--- START OF Provided data ---

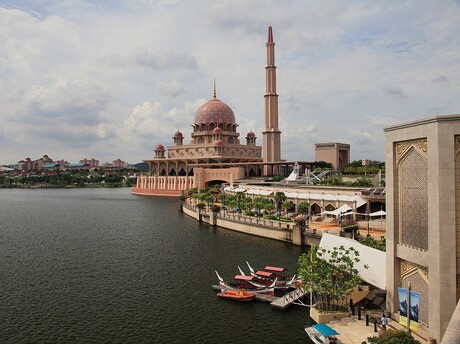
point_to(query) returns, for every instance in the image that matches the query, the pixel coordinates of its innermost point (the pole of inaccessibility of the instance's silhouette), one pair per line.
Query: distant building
(337, 154)
(119, 163)
(92, 162)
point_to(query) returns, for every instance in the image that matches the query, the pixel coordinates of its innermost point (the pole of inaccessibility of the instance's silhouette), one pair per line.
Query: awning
(378, 213)
(325, 330)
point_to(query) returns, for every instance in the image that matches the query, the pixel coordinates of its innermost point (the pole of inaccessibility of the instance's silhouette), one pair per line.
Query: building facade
(215, 153)
(337, 154)
(423, 217)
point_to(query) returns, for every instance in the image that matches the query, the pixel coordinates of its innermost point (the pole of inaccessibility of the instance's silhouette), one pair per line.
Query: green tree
(280, 198)
(303, 207)
(393, 337)
(329, 275)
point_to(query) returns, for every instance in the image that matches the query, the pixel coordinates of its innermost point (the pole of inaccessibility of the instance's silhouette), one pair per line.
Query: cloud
(172, 88)
(440, 80)
(394, 91)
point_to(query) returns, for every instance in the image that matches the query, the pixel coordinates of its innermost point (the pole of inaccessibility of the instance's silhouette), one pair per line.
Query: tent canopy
(378, 213)
(344, 210)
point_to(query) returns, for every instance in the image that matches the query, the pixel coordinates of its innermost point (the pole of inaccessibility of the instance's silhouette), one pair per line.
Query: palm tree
(280, 198)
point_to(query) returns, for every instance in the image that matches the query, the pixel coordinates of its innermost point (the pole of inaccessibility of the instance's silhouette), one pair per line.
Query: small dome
(214, 111)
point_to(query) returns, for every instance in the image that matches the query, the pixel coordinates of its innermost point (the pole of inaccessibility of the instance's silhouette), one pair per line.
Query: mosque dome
(214, 111)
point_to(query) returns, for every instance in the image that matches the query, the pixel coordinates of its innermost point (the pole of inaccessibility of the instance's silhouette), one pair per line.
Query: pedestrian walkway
(354, 331)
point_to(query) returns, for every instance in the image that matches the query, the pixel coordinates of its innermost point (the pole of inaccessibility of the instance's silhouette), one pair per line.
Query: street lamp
(368, 229)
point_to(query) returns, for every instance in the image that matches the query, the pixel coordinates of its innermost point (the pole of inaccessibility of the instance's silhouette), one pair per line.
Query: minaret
(272, 135)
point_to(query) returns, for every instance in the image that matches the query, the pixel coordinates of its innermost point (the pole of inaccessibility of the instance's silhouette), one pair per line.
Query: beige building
(337, 154)
(216, 154)
(423, 217)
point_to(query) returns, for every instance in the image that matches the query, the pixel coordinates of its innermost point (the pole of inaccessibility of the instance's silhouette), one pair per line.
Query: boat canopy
(325, 330)
(264, 273)
(274, 268)
(244, 278)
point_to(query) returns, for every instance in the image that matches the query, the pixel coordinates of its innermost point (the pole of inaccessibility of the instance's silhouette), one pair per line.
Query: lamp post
(368, 229)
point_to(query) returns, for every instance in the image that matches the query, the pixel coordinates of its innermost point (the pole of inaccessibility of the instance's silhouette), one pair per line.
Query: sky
(112, 79)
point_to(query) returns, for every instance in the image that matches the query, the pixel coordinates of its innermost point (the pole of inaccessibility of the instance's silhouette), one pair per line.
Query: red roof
(274, 268)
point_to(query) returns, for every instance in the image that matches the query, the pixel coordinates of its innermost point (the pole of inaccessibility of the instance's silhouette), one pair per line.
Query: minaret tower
(272, 135)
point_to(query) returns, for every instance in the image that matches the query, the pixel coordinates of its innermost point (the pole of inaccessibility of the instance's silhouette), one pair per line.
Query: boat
(242, 283)
(263, 279)
(322, 334)
(240, 295)
(274, 272)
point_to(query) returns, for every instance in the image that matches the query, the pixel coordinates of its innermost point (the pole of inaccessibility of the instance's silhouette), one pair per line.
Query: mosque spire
(270, 35)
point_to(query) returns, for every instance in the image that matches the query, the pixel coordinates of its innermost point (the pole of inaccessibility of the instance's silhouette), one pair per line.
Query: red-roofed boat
(240, 295)
(245, 283)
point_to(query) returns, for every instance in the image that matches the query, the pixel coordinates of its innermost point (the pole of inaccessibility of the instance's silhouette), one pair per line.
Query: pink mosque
(215, 152)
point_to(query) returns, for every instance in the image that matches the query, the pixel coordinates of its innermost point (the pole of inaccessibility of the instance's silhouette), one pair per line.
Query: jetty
(280, 302)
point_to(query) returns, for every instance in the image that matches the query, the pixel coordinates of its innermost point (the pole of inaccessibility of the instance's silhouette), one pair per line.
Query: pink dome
(214, 111)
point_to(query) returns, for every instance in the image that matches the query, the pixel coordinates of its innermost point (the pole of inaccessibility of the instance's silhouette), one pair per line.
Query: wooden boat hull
(236, 295)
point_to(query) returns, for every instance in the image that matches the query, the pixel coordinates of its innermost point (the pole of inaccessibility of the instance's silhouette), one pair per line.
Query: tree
(330, 275)
(303, 207)
(393, 337)
(280, 198)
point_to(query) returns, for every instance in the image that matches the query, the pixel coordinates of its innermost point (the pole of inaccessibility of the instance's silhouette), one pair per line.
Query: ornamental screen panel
(413, 195)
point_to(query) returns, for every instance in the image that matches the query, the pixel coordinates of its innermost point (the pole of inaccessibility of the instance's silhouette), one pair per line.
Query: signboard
(413, 311)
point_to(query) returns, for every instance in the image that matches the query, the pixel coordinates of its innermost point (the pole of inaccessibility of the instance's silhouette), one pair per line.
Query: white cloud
(113, 80)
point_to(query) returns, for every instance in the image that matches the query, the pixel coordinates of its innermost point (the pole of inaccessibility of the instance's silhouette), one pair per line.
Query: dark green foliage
(393, 337)
(371, 242)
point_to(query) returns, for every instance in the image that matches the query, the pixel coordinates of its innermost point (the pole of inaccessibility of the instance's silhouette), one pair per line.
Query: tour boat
(272, 272)
(242, 283)
(322, 334)
(240, 295)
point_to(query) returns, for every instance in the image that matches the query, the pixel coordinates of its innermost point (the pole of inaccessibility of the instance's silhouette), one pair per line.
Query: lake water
(105, 266)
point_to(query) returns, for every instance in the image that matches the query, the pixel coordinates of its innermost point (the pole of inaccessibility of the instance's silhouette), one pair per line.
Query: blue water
(105, 266)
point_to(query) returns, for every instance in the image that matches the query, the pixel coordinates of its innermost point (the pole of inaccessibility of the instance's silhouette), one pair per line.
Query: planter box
(320, 318)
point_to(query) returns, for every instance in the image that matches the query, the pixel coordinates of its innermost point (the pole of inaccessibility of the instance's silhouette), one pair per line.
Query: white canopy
(378, 213)
(344, 210)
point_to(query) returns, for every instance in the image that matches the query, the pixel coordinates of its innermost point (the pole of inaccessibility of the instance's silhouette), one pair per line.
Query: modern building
(337, 154)
(215, 153)
(423, 217)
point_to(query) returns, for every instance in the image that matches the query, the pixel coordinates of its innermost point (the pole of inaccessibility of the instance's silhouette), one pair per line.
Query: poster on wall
(414, 309)
(402, 306)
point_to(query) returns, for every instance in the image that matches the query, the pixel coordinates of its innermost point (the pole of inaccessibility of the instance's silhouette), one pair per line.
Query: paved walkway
(354, 331)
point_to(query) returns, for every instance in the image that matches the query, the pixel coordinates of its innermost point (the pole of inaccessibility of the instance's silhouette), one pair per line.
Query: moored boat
(242, 283)
(322, 334)
(240, 295)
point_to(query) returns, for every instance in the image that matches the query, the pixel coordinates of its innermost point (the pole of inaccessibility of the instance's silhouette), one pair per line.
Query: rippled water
(104, 266)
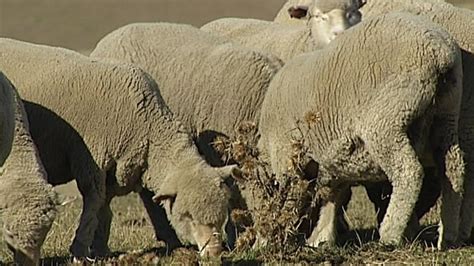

--- END OF Provided data ---

▶ **Task statement**: Extract each line of the data above that contains the word "canopy", and copy those lines without alteration.

▶ **Answer to the task**:
Query: tent canopy
Query: boat canopy
Query: white canopy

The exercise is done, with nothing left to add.